Count how many lines in the entries below contain the word "stone", matching case exactly. Reply with the number alone.

»»

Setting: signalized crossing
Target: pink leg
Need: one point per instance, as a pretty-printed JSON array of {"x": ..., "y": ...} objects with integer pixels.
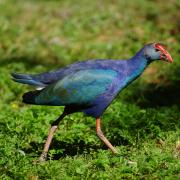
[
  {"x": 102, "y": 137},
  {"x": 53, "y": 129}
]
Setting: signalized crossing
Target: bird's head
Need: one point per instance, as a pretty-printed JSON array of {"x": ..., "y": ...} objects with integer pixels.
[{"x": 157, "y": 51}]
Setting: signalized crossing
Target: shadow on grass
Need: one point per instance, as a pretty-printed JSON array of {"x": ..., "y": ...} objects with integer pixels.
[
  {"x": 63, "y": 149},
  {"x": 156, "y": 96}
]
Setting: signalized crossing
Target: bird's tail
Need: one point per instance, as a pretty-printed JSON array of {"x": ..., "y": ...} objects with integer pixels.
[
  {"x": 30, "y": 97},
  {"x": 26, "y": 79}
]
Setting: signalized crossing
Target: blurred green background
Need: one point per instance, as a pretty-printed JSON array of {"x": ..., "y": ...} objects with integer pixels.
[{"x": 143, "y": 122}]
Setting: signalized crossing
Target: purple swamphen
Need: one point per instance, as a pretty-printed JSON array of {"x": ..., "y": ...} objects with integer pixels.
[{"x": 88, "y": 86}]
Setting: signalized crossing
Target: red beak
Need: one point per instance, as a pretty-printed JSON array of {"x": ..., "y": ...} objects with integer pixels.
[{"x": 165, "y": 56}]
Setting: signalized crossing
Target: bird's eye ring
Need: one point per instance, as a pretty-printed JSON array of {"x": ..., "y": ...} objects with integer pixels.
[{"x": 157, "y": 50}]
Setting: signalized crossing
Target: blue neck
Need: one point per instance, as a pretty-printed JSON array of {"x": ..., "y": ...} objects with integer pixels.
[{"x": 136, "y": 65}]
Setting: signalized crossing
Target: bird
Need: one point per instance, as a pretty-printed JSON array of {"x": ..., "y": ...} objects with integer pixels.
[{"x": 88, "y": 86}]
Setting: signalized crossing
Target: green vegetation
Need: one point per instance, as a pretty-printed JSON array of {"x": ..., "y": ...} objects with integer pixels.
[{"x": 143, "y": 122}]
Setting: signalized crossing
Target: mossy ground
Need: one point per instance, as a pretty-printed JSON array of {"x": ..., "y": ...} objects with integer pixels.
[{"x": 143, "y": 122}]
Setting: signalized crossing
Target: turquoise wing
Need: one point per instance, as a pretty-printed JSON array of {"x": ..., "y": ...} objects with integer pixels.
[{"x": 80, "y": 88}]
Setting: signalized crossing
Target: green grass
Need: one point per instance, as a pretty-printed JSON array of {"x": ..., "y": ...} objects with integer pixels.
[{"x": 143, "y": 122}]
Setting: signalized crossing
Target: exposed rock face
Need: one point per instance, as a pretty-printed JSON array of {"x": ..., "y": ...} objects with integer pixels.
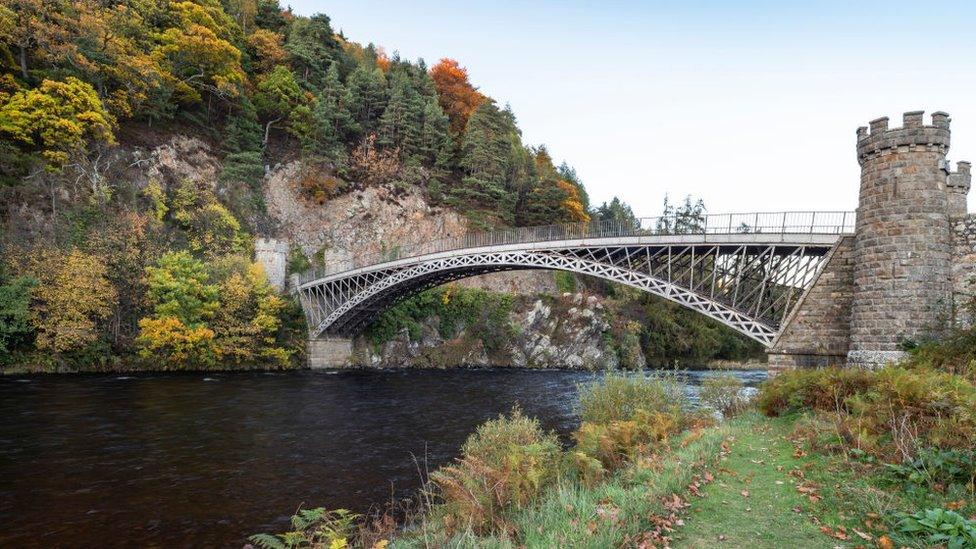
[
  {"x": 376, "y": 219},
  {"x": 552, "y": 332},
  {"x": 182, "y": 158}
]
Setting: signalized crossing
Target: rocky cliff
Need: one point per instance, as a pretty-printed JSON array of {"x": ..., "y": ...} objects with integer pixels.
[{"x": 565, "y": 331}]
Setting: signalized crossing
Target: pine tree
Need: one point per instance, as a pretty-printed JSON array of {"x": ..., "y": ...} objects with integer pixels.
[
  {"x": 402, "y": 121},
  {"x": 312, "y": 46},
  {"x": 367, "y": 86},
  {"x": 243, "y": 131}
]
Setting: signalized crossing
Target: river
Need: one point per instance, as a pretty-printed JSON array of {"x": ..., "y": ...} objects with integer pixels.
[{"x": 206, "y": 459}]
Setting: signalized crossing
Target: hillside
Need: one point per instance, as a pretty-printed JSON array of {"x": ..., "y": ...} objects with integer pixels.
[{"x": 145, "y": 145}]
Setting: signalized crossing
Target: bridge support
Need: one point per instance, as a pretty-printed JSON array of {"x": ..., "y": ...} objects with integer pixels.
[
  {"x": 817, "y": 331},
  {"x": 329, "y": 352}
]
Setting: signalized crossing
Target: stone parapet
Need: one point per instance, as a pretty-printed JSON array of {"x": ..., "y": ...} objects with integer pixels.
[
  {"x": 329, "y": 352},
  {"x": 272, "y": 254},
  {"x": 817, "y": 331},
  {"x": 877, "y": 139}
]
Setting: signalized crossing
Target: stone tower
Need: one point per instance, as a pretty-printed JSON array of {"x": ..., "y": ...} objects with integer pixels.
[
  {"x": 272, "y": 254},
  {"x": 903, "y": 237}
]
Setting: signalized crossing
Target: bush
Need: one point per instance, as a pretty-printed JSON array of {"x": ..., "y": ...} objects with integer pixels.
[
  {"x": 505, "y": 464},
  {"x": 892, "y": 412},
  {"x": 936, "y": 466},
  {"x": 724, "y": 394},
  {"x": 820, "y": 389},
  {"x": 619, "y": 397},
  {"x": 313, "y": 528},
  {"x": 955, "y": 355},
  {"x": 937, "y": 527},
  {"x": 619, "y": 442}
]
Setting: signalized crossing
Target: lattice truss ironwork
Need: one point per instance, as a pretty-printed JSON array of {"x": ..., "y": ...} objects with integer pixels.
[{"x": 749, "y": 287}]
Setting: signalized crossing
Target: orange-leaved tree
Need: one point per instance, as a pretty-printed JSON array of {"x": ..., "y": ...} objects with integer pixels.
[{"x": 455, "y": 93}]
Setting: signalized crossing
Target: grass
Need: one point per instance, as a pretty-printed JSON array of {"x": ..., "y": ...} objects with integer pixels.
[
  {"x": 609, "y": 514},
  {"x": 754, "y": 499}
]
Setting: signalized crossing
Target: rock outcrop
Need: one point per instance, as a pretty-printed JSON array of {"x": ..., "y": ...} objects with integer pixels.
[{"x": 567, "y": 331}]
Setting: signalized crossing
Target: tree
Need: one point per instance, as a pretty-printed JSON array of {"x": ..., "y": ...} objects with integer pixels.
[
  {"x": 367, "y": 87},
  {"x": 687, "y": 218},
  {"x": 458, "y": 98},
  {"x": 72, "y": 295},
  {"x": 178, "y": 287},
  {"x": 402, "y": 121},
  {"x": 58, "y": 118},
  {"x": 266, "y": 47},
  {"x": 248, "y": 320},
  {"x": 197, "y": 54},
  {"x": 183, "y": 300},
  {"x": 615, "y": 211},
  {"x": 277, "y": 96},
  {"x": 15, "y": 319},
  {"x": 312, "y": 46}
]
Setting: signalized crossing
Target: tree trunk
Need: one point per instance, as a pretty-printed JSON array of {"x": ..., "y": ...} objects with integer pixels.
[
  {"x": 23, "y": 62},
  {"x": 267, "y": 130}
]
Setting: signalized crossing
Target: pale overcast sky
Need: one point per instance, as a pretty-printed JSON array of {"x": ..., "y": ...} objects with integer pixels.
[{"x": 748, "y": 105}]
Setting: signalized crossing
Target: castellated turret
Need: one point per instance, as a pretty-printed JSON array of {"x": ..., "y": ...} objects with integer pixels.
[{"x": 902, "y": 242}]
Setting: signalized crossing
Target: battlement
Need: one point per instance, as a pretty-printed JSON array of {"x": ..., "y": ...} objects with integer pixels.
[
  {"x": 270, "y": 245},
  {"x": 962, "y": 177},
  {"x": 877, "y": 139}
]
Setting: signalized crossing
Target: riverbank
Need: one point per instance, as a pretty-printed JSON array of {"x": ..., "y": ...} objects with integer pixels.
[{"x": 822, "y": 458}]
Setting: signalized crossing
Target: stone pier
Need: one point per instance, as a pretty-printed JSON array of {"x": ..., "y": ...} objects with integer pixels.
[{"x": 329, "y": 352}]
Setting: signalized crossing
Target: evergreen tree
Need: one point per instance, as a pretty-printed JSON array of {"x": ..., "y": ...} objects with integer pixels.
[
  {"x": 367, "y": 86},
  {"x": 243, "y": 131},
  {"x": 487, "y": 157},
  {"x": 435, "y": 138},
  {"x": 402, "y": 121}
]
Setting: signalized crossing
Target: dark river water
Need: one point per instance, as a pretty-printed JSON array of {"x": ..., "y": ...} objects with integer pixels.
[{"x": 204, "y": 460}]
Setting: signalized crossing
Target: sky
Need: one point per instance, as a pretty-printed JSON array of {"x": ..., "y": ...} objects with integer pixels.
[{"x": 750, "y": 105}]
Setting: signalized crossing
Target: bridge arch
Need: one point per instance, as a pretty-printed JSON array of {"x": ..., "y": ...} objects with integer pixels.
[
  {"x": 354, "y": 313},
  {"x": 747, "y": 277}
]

««

> **Output of the exercise**
3